## WHAT YOU ARE ASKED TO DO
The answer must be every line of the records below that holds the word "house".

## AVAILABLE RECORDS
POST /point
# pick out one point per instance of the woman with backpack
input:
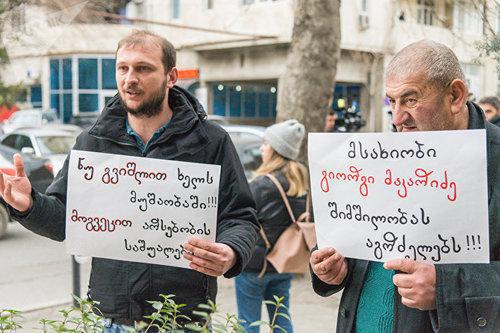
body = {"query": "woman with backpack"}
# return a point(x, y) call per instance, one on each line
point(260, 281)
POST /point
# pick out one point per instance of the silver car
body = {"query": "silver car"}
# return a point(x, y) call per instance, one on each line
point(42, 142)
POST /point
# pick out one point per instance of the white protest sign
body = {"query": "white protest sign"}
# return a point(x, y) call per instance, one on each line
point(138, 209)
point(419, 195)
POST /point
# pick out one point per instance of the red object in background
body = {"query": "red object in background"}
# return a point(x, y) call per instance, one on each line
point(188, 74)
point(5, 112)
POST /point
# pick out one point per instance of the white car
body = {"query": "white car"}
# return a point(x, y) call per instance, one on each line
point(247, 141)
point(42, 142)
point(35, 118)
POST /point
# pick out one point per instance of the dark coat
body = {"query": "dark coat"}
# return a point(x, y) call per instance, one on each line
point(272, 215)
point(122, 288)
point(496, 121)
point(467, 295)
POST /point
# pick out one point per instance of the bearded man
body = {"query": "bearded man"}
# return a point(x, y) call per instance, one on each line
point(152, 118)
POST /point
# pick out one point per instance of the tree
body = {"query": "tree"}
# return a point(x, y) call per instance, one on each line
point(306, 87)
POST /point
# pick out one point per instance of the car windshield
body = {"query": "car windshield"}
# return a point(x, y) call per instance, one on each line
* * *
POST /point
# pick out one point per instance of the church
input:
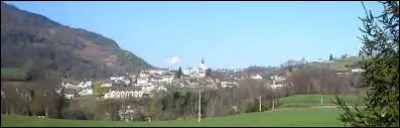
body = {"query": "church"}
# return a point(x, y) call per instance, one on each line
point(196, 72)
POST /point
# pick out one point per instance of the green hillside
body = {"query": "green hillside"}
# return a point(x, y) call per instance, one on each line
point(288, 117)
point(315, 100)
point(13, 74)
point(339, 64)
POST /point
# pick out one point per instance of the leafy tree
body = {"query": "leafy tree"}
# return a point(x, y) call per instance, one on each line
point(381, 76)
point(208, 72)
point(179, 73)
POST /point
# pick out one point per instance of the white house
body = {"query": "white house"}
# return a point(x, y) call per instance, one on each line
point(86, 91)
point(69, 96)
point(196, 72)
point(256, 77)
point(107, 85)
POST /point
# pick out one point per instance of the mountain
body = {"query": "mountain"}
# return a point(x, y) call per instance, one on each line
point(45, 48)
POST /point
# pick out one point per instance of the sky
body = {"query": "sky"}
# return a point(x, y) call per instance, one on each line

## TASK SOLUTION
# pick out one point per instance of the white house
body = {"query": "white house"}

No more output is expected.